### [WHAT YOU SHOULD DO]
Reproduce the following material verbatim, line for line.

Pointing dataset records

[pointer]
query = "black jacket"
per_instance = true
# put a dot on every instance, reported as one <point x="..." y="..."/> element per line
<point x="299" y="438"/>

### [OUTPUT]
[pointer]
query = "black jacket"
per_instance = true
# put a dot on every instance, reported as one <point x="..." y="..."/> element per line
<point x="299" y="438"/>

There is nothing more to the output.